YOUR TASK -
Please reproduce the passage of the Wonderland Murders tour piece between "I recently read" and "address decades earlier.", inclusive.

PASSAGE PROVIDED -
Porn Valley Two-Headed Donkey Tour: The Wonderland Murders

As you know, I own a two-headed donkey that I got as a gift for my Bar Mitzvah. The donkey performs menial tasks and, around Christmas, takes part in manger scenes with two-headed Jesus and Doubly-Virgin Mary. After visiting the leper colony on Molokai I realized that donkey-back tours were the only way to travel to hard-to-reach places.

I recently read an excellent oral history of the life of John Holmes called John Holmes, a Life Measured in Inches by Jill Nelson and Jennifer Sugar (read my review and interview with the authors) and decided to take a group of tourists through Laurel Canyon to visit locations significant to 1981’s Wonderland Murders, an event as significant to the story of John Holmes as his massive penis and his death from AIDS in 1988.

Stop 1: Wonderland Avenue. The actual address is easy enough to find, but I’m not going to print it. Suffice to say that John Holmes pilgrims might bump into Paul Revere And the Raiders fans while searching for the house, as the “Louie, Louie” song stylists also stayed at that address decades earlier.

By 1981, Holmes’ drug use and porn-set pilfering (he used to rifle through performers’ handbags for drug money) had resulted in his being deemed persona non grata on many porn sets, despite the fact that his involvement in a movie could significantly boost its sales. He began hanging around with a group of thugs who lived in a three-story home on the twisty mountainside Wonderland Avenue. Holmes became their mule and errand boy in exchange for drugs.

He had been porn’s most famous male performer for more than 15 years at this point, in a time when individual movies earned significantly more money than they do now.

DATASET EXCERPTS -

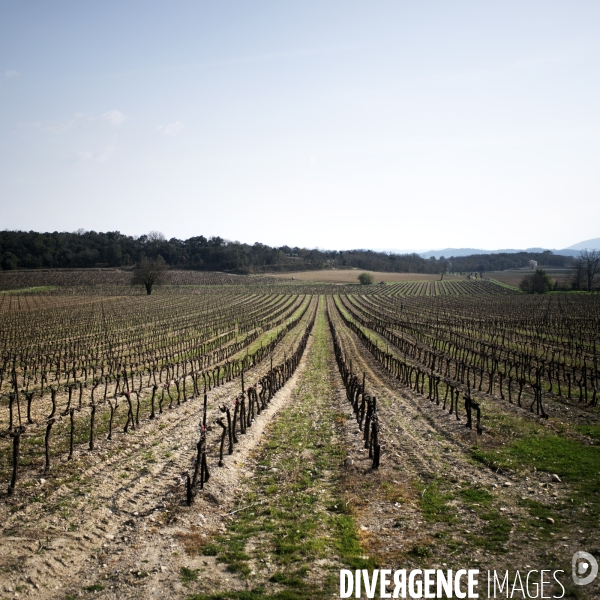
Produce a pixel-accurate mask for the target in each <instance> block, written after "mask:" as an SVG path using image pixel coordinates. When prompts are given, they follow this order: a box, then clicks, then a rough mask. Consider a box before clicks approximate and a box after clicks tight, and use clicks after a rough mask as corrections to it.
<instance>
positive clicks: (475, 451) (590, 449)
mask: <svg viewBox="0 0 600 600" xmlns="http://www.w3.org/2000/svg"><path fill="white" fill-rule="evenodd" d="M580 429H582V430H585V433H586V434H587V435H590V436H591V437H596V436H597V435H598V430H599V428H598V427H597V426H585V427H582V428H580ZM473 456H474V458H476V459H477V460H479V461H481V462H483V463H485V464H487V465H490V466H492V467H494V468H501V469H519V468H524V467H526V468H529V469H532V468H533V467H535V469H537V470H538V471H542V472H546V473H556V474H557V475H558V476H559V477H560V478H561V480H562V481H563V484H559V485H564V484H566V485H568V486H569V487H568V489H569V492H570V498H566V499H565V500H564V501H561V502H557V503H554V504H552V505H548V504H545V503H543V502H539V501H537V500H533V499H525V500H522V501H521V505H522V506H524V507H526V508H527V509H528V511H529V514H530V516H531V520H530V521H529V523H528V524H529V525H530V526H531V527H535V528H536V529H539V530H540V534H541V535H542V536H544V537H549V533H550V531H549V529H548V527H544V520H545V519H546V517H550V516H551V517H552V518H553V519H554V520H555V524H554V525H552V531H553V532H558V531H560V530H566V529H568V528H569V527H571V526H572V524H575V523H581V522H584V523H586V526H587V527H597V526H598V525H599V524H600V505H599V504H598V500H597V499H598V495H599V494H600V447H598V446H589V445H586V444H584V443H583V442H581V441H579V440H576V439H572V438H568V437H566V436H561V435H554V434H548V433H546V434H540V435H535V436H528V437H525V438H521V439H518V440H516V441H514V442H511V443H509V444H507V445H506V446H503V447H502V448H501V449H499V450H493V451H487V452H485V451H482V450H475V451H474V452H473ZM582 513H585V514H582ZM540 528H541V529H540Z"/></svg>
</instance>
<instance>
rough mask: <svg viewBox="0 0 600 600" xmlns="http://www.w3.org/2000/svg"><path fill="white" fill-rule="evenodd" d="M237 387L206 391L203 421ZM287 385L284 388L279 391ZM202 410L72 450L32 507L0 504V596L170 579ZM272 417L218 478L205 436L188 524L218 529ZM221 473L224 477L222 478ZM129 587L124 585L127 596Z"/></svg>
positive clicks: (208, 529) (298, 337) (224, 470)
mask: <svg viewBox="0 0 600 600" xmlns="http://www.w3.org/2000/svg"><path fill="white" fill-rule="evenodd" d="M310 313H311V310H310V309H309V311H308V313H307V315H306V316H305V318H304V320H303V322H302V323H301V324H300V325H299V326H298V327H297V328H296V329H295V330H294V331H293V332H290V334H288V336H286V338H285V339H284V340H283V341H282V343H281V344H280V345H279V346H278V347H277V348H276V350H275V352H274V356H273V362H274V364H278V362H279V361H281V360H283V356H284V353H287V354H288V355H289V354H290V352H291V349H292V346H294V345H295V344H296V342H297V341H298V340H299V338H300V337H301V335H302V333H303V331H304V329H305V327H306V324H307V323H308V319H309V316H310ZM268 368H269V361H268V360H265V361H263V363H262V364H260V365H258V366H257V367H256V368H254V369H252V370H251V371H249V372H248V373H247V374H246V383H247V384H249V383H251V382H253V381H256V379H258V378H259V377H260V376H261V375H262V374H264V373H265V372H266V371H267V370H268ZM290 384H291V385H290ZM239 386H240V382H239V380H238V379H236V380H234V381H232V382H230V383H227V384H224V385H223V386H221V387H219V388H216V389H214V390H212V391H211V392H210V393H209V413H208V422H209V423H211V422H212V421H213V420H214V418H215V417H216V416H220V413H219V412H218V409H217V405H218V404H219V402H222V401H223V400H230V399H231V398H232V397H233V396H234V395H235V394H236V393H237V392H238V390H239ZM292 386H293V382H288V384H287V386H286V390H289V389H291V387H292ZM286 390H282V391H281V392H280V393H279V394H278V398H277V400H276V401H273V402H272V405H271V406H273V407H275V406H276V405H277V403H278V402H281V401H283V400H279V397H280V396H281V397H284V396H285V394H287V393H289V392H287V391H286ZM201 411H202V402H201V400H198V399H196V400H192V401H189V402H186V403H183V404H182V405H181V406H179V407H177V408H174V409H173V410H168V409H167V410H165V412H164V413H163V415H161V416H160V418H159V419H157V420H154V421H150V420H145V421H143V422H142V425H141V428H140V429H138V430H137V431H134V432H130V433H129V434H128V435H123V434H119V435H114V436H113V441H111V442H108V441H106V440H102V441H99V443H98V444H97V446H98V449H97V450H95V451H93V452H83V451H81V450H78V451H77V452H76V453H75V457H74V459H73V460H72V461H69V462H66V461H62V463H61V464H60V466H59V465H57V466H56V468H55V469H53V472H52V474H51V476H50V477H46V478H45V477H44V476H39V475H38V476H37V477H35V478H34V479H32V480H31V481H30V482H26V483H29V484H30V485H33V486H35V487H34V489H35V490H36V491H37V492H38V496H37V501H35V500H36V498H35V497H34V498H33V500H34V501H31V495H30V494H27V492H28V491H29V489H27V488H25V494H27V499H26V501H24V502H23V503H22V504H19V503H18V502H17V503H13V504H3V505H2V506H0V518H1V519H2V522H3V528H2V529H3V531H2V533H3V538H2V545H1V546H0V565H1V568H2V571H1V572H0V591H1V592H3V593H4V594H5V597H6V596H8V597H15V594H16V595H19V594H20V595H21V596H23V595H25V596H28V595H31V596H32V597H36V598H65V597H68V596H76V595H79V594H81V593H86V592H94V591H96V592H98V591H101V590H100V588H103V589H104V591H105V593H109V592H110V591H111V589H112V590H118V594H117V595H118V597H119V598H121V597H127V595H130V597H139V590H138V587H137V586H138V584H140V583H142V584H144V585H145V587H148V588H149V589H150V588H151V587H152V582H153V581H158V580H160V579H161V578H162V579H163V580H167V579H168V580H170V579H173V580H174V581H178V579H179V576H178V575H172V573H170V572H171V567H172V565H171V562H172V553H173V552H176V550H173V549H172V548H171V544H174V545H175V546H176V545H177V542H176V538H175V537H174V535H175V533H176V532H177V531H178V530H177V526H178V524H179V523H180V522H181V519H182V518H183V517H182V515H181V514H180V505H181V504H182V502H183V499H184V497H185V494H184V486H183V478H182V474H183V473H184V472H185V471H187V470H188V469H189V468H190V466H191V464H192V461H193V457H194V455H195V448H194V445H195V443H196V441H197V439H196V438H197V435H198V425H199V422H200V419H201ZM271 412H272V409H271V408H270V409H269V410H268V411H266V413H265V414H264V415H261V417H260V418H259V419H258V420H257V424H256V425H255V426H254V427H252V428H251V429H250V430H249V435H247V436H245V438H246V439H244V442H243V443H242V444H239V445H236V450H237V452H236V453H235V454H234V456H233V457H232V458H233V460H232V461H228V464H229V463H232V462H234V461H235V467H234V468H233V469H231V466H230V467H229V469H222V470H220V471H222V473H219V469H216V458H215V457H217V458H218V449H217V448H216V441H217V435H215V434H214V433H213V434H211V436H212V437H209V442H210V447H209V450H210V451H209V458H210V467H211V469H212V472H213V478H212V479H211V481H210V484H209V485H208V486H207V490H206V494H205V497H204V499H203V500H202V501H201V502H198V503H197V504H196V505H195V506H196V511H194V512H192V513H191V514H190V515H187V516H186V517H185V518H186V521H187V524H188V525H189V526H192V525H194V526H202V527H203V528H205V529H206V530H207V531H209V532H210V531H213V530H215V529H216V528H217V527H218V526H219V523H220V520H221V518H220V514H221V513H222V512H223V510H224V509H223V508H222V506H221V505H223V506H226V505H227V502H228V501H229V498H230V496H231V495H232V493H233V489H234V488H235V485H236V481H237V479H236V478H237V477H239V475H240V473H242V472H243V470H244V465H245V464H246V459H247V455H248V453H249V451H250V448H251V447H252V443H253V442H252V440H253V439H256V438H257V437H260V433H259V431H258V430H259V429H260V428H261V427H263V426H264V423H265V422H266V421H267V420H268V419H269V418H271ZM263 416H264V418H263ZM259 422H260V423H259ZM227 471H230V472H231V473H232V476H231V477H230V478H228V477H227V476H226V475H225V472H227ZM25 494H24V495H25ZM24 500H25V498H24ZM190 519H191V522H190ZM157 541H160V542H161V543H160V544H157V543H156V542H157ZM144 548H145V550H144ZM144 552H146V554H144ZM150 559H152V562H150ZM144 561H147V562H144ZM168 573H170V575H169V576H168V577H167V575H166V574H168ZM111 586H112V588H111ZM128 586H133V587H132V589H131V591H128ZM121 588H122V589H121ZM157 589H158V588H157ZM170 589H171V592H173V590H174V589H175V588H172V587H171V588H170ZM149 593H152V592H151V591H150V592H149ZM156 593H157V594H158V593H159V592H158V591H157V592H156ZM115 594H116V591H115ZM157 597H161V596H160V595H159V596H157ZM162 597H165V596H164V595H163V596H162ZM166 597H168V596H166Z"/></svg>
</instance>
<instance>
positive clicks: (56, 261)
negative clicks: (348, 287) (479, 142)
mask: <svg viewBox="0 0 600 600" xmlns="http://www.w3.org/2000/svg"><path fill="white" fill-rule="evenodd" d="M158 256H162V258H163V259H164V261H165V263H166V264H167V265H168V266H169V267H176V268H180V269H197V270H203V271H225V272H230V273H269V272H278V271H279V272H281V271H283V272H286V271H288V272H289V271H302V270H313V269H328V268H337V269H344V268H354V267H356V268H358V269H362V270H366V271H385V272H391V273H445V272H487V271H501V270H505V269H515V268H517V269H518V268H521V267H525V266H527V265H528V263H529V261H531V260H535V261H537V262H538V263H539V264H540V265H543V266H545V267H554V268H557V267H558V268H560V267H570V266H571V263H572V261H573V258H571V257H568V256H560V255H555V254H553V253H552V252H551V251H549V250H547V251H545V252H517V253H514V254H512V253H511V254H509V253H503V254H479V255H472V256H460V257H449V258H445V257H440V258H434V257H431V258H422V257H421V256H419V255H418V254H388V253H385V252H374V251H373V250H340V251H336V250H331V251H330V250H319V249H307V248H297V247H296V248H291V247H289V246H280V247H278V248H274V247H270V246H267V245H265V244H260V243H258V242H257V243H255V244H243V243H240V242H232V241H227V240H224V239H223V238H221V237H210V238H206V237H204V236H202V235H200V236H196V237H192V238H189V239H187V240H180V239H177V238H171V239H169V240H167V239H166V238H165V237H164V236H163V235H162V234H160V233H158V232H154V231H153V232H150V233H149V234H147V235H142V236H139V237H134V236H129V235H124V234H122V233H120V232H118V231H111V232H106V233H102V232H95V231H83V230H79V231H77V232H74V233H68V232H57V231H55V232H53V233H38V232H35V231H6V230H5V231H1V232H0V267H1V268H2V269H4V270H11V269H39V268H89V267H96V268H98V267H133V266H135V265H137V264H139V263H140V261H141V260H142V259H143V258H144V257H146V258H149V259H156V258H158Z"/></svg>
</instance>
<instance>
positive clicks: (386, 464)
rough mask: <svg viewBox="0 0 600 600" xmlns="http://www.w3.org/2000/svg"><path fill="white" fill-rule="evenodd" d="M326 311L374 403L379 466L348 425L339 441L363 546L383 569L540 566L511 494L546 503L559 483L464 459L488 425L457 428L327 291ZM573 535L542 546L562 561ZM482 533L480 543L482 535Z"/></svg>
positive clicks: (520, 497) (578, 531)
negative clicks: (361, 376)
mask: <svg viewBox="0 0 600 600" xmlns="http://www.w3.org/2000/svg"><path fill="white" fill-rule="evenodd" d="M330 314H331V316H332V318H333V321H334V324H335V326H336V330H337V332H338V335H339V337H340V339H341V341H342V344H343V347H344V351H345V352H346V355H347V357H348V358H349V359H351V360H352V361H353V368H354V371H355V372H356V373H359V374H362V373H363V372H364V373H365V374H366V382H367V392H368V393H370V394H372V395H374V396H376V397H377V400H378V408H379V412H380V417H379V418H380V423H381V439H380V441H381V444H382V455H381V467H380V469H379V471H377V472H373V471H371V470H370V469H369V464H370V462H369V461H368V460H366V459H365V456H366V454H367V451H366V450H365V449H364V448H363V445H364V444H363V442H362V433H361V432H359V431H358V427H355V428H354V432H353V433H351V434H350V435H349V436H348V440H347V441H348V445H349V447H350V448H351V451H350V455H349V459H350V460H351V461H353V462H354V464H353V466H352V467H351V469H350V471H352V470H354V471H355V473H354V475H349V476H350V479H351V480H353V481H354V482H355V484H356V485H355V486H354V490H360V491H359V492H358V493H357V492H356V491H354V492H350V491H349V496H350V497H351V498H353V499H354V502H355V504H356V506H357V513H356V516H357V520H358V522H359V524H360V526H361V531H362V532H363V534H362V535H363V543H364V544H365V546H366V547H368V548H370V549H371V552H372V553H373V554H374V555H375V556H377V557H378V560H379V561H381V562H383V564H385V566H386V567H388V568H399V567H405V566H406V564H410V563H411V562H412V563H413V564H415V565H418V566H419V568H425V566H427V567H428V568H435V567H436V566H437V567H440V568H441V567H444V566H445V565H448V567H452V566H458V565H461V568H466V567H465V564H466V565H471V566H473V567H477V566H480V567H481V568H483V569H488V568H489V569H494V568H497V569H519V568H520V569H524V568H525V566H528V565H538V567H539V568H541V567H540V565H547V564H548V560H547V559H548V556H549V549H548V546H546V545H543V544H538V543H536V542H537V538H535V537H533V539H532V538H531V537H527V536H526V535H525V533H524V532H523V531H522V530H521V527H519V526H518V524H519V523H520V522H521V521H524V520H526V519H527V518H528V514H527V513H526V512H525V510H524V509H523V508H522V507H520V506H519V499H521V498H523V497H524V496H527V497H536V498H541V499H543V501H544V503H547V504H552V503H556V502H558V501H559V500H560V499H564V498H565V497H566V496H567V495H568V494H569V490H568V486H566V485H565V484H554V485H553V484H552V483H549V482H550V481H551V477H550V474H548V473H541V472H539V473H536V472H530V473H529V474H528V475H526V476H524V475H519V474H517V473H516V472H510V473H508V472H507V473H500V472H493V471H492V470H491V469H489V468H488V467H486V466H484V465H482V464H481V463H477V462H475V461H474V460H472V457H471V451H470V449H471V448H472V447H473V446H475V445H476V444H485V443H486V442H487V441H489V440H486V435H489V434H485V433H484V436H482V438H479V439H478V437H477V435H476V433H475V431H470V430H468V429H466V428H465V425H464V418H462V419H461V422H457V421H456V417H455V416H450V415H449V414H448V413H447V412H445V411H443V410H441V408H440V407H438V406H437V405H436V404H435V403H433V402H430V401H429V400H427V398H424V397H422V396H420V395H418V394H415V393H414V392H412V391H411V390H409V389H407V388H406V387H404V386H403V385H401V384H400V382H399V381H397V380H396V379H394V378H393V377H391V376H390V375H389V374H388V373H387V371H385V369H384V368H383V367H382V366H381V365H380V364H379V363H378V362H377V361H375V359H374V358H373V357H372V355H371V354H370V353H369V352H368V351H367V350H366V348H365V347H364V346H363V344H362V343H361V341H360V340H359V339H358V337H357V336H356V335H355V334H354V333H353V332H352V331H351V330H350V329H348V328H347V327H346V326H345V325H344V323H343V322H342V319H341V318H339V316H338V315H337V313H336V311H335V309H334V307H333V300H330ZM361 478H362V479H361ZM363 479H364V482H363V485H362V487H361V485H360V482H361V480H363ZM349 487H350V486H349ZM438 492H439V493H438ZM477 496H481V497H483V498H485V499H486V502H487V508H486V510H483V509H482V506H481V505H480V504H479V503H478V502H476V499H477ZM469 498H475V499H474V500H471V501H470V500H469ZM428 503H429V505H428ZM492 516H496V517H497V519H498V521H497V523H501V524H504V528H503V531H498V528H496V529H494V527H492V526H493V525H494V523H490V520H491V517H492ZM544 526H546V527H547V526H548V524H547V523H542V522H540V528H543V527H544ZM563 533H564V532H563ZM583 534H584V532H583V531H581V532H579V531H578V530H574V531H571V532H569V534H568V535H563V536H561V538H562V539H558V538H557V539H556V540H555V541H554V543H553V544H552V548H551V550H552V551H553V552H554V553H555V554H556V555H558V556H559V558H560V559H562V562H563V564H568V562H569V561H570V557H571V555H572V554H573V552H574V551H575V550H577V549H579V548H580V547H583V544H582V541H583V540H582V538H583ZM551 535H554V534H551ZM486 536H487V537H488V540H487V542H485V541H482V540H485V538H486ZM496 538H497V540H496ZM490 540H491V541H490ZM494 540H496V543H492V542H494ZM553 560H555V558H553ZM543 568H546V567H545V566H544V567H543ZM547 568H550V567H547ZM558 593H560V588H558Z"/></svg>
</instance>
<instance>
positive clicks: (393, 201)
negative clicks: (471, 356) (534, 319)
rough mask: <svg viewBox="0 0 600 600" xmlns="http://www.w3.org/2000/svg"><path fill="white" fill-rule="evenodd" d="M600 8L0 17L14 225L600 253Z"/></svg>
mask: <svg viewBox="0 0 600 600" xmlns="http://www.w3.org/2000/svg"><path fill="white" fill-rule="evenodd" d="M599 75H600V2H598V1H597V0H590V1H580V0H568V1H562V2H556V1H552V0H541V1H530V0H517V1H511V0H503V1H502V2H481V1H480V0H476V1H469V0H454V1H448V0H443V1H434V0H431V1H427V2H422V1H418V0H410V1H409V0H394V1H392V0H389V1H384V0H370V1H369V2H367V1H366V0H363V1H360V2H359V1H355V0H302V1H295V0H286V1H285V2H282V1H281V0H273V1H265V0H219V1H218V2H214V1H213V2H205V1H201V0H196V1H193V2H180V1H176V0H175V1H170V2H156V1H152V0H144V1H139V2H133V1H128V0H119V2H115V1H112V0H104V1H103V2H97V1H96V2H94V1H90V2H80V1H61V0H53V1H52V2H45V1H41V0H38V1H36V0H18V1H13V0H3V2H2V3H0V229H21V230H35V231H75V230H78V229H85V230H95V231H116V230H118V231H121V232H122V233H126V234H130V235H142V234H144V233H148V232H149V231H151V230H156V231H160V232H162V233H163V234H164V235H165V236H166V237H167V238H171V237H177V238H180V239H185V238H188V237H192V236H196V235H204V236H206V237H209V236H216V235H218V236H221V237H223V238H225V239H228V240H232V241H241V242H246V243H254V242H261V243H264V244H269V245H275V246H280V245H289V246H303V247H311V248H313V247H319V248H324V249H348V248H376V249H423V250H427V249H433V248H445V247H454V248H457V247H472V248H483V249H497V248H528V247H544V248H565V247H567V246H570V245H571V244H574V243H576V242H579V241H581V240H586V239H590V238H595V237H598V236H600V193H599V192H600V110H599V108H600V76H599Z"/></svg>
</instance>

TASK RESPONSE -
I recently read an excellent oral history of the life of John Holmes called John Holmes, a Life Measured in Inches by Jill Nelson and Jennifer Sugar (read my review and interview with the authors) and decided to take a group of tourists through Laurel Canyon to visit locations significant to 1981’s Wonderland Murders, an event as significant to the story of John Holmes as his massive penis and his death from AIDS in 1988.

Stop 1: Wonderland Avenue. The actual address is easy enough to find, but I’m not going to print it. Suffice to say that John Holmes pilgrims might bump into Paul Revere And the Raiders fans while searching for the house, as the “Louie, Louie” song stylists also stayed at that address decades earlier.